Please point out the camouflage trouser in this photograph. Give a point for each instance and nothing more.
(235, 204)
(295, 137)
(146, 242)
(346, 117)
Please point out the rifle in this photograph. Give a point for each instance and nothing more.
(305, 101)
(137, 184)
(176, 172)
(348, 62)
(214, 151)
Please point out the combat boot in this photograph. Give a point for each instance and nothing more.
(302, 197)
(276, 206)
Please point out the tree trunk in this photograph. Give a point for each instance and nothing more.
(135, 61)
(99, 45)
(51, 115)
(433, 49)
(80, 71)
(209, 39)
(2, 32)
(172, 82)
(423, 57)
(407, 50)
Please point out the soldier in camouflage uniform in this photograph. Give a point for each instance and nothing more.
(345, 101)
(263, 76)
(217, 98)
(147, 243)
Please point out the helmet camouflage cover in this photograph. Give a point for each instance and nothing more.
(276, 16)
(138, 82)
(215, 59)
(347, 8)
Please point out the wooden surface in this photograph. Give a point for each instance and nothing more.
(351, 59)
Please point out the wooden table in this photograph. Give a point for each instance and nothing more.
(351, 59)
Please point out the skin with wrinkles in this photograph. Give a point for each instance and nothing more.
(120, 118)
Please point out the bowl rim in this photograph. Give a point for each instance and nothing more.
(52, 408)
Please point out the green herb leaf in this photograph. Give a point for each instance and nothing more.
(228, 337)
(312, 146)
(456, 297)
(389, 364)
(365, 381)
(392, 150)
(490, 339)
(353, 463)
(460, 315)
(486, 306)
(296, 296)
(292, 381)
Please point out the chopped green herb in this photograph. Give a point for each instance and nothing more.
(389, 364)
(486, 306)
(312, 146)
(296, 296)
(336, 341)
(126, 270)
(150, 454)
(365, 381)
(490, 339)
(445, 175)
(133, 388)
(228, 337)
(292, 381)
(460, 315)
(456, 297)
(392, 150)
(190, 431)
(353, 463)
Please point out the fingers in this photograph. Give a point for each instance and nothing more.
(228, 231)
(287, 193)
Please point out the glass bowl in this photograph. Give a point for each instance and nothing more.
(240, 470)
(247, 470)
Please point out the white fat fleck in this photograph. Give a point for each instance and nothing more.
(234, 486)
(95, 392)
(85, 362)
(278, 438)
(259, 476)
# # # #
Instructions for the task: Copy out all of the data above, word for word and in the same order.

Final answer:
Please point out the camouflage trouser in this photograph. Give a point for each instance and nothing more.
(235, 204)
(295, 137)
(146, 242)
(346, 117)
Please point out the rifle in this photograph. Give a point for each instance and nothing more.
(305, 101)
(137, 184)
(176, 172)
(348, 62)
(214, 151)
Please point out the combat boot in this photograph. Give a point for each instance and nothing more.
(302, 197)
(276, 206)
Please point out the tree trunk in this photograph. Give a point for each instance and nothing more.
(135, 61)
(99, 45)
(51, 115)
(433, 49)
(80, 71)
(209, 39)
(2, 32)
(172, 82)
(423, 57)
(407, 50)
Please point out the soldier in camouflage uniform in this photograph. Give a point for each instance and nothing more.
(345, 101)
(263, 76)
(217, 98)
(147, 243)
Please point out the helmet camouflage cover in this photograph. Give a point for each instance and nothing more.
(276, 16)
(138, 82)
(215, 59)
(347, 8)
Please point out the wooden surface in this photograph. Give a point for each instance and nothing more.
(351, 59)
Please point out the wooden table in this photograph. Give a point for each instance and nothing more.
(351, 59)
Please point out the skin with wrinkles in this photograph. Give a point for each instance and nothing more.
(120, 118)
Please point out the bowl rim in this photograph. Give a point for each instance and nothing more.
(52, 408)
Please point out the green herb leaf in this photograph. Give a point for each instance and nothing more.
(228, 337)
(312, 146)
(456, 297)
(389, 364)
(365, 381)
(392, 150)
(490, 339)
(353, 463)
(460, 315)
(486, 306)
(296, 296)
(292, 381)
Please point out the chopped green herb in this photograph. Give a point for each instance and nothing more.
(389, 364)
(486, 306)
(312, 146)
(296, 296)
(336, 341)
(126, 270)
(150, 454)
(365, 381)
(490, 339)
(445, 175)
(133, 388)
(228, 337)
(292, 381)
(460, 315)
(456, 297)
(392, 150)
(190, 431)
(353, 463)
Please point out the fingers in this photograph. Give a point for each instance and nothing more.
(228, 231)
(287, 193)
Please point out the glass bowl in this photograph. Give a point for each instance and nothing more.
(240, 470)
(247, 470)
Please point out the white fat fleck in this photograph. Give a point for each instance and nothing more.
(234, 486)
(95, 392)
(85, 362)
(278, 438)
(259, 476)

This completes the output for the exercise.